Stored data
* START *
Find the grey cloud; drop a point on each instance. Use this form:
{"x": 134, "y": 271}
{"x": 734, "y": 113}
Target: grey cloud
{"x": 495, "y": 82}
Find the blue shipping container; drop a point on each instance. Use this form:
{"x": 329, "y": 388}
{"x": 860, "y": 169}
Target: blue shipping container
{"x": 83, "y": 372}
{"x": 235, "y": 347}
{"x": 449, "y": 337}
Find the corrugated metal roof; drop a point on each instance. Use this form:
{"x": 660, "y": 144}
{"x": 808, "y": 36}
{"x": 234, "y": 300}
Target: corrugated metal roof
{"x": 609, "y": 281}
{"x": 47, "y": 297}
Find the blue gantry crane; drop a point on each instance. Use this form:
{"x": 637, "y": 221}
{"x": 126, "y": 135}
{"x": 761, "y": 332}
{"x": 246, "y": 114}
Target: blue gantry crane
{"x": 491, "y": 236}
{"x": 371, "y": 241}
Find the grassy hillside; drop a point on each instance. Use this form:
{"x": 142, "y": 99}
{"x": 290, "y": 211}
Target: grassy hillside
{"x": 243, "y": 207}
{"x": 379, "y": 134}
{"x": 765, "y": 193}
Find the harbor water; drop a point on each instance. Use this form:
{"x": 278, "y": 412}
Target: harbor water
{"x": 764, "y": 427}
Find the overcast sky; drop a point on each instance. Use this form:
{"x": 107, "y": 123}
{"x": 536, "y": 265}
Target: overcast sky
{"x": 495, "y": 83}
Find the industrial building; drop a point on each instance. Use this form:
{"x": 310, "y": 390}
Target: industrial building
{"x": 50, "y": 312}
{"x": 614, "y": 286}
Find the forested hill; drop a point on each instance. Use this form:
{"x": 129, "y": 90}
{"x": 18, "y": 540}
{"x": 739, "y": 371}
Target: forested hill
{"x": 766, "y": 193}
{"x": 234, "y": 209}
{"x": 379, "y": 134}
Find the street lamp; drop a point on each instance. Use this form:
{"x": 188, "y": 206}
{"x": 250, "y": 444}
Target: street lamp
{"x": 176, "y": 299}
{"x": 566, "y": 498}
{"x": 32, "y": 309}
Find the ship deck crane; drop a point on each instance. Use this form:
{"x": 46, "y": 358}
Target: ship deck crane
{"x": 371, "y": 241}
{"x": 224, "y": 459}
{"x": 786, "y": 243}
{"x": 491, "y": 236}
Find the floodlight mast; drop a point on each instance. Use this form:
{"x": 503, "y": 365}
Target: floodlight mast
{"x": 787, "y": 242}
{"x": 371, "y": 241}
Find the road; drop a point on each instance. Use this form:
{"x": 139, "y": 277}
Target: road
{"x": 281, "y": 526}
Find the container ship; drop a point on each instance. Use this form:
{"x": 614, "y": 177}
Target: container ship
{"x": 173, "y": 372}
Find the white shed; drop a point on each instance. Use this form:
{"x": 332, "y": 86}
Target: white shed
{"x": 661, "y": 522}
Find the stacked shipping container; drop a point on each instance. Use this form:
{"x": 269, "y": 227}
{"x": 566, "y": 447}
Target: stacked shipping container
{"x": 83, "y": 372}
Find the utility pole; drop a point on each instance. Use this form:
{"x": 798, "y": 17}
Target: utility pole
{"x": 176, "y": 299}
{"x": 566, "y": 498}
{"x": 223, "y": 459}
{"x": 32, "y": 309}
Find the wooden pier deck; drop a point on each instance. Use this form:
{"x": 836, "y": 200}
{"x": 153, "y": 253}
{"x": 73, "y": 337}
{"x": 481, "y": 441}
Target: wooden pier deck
* END *
EXERCISE PROMPT -> Print the records once more, exactly as they were given.

REPLY ->
Find the grey cloud; drop a point on each instance. Use this form:
{"x": 134, "y": 271}
{"x": 734, "y": 113}
Target: grey cloud
{"x": 495, "y": 82}
Find the blue shipping container; drop a point on each instance. Use this form:
{"x": 329, "y": 388}
{"x": 860, "y": 169}
Target: blue shipping container
{"x": 83, "y": 372}
{"x": 235, "y": 347}
{"x": 449, "y": 337}
Find the corrugated metal roof; drop a point on each instance. Use this form:
{"x": 660, "y": 144}
{"x": 808, "y": 36}
{"x": 234, "y": 300}
Target: corrugated metal roof
{"x": 609, "y": 281}
{"x": 47, "y": 297}
Find the blue gantry crane; drop a point on each instance. Use this form:
{"x": 637, "y": 221}
{"x": 126, "y": 135}
{"x": 761, "y": 332}
{"x": 246, "y": 114}
Target: blue gantry crane
{"x": 491, "y": 236}
{"x": 371, "y": 241}
Find the grassy hillside; drop a point on each instance. Use this form:
{"x": 142, "y": 99}
{"x": 290, "y": 211}
Target: grassy hillside
{"x": 243, "y": 207}
{"x": 379, "y": 134}
{"x": 765, "y": 193}
Find the harbor water; drop a point on each instance. Use this form:
{"x": 278, "y": 412}
Target: harbor water
{"x": 764, "y": 427}
Find the overcast sky; drop a point on each instance. Use this form:
{"x": 107, "y": 123}
{"x": 536, "y": 265}
Target: overcast sky
{"x": 495, "y": 83}
Find the industrial building; drop a point on each instance. Use this form:
{"x": 310, "y": 390}
Target: industrial building
{"x": 50, "y": 312}
{"x": 614, "y": 286}
Find the forested hill; drop a point on each instance. Use this form:
{"x": 129, "y": 90}
{"x": 18, "y": 540}
{"x": 739, "y": 371}
Target: forested hill
{"x": 766, "y": 193}
{"x": 234, "y": 209}
{"x": 379, "y": 134}
Find the street lamp; drop a point on each instance. Use this form:
{"x": 188, "y": 206}
{"x": 250, "y": 444}
Target: street lamp
{"x": 176, "y": 299}
{"x": 566, "y": 498}
{"x": 32, "y": 309}
Find the ship deck crane; drop a point on each instance. Use this form:
{"x": 46, "y": 358}
Target: ship deck crane
{"x": 371, "y": 241}
{"x": 224, "y": 459}
{"x": 786, "y": 243}
{"x": 491, "y": 236}
Find the floodlight mast; drop a point on each instance. Use this form:
{"x": 503, "y": 365}
Target: floodlight mast
{"x": 787, "y": 242}
{"x": 371, "y": 241}
Find the road; drop a point on each instance. Use this form:
{"x": 139, "y": 277}
Target: road
{"x": 281, "y": 526}
Find the container ship; drop a point on each instance. Use this form:
{"x": 614, "y": 177}
Target: container ship
{"x": 173, "y": 372}
Find the white shed; drop a point on each instance. Use this form:
{"x": 332, "y": 86}
Target: white shed
{"x": 661, "y": 522}
Find the stacked shipping container; drop a point on each instance. Use this form:
{"x": 269, "y": 227}
{"x": 566, "y": 447}
Target: stacked shipping container
{"x": 83, "y": 372}
Find the utility pole; drop a point on each instance. Use this form:
{"x": 798, "y": 17}
Target: utility pole
{"x": 176, "y": 299}
{"x": 566, "y": 498}
{"x": 223, "y": 459}
{"x": 32, "y": 309}
Find the wooden pier deck; drop a point on each instance. Use this form:
{"x": 836, "y": 200}
{"x": 153, "y": 253}
{"x": 73, "y": 337}
{"x": 481, "y": 441}
Target: wooden pier deck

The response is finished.